(Passage shown)

━━━━━━━━━━━━━━━━

I didn't previously note this, but this nop suggests that this code
was not
written with an assembler. nop-padding allows you to expand and
shrink code
sections without recalculating addresses.
This is why I'm currently extremely biased towards straight-line code
at the expense of program size: I've allowed myself an editor, but
not an assembler. Knuth claims that a single-pass bootstrapping
assembler such as MIXAL should be an afternoon project[0]; I hope
that he's referring to the time he took for his sixth and not for his
first.
(just checked some hand assembly: did 36 instructions in 27 minutes,
about 46 s/instruction to assemble and 75 s/address for the
relocations. That would say I should be willing to use many more
jumps, except that the mistakes I made during the hand assembly were:
(1x) wrong opcode due to poor handwriting, (2x) registers switched in
mov r,r, and (1x) my jump offset was completely bogus; the first two
sorts of mistakes I normally minimize by heavily copy-pasting working
code segments, but the offsets must be recalculated every time --at
least, as you noted, modulo the nop-padding!-- something changes in
size.)
Whew. That's pretty tricky. At the end, %dx is mem[label + 0x200]
- (0x101 +
%cx). The last part is presumably the address where we're currently
assembling, and the first part is the value of the referenced label.
I wonder if there's a simpler way to write the above.
There is indeed. Current code uses XLATB (just after setting ' ' to
dot) and is therefore down to the minimal single backwards branch per
pass.
This is presumably a very clever way to convert hexadecimal digits
into a
binary nibble. I've never learned enough about AAM and AAD to make
use of
them.
Posted it a while ago[1] on kragen-discuss, this relies on linear
algebra that isn't apparently implemented in some recent non-intel
HW, but should have worked "in period".
Which is where int 21h function 02h writes it to stdout from. The
interrupt
list I found warns that %dl=0x09 will get converted to some 0x20s,
but that
can't be right, or this program would fail to assemble itself.

━━━━━━━━━━━━━━━━

(Task requirements)
Write the next part of the forum thread on hand-assembling code and nop-padding, starting after its last sentence.

(Dataset section)

━━━━━━━━━━━━━━━━

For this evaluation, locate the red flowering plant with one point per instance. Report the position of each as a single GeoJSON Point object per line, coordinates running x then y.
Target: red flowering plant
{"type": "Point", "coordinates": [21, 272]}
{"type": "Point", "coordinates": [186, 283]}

━━━━━━━━━━━━━━━━

(Expected answer)
That is indeed correct: I just retried self-reassembly and indeed
have 0x20's here (along with an easily observed incorrect
executable!), which should teach me something about sending mail
after roughly eyeballing the output to see that the fixups came out
instead of testing (or even just dd'ing the disk sector back to unix
for diff'ing).
A workaround should simply be to "sub dl,0x99" at the very end
instead of for each nybble, but because:
- there's also some bx-relative addressing that runs afoul of this, and
- i'm suffering intermittent disk corruption (which, however much it
adds to the versimilitude, isn't very enjoyable)
I think I'll switch to C-like writes instead for the time being
(although they probably weren't around in 1.0 either)
Maybe a real dosbox would help, as your octalinput.com also redirects
the typescript to the output file under my setup.
My temptation to write a one-pass stack-based octal version is even
greater now
:). It probably can't be under 40 bytes, but maybe it could be
under 70. And
it could be used to write the above.
Under 70 sounds plausible.
I'm currently taking:
76 - straight octal input (about half of which is various cargo-
culted int 21's)
96 - one-pass; labels only good after definition
111- two-pass; labels also good for forward branches
(add 2 bytes to each to decode hex instead of octal)
So I'd bet you'll easily have it in roughly 40+20 = 60 bytes.
-Dave
[0] http://sbel.wisc.edu/Courses/ME964/Literature/
knuthProgramming1974.pdf
Knuth, Structured Programming with go to Statements, Computing
Surveys, Dec 1974
... MIXAL is a good example of a "quick and dirty assembler", a
genre of software which will always be useful in its proper role.
Such an assembler is characterized by language restrictions that
make simple one-pass assembly possible, and it has several
noteworthy advantages when we are first preparing programs for a
new machine: a) it is a great improvement over numeric machine
code; b) its rules are easy to state; and c) it can be implemented
in an afternoon or so, thus getting an efficient assembler working
quickly on what may be very primitive equipment. So far I have
implemented six such assemblers ...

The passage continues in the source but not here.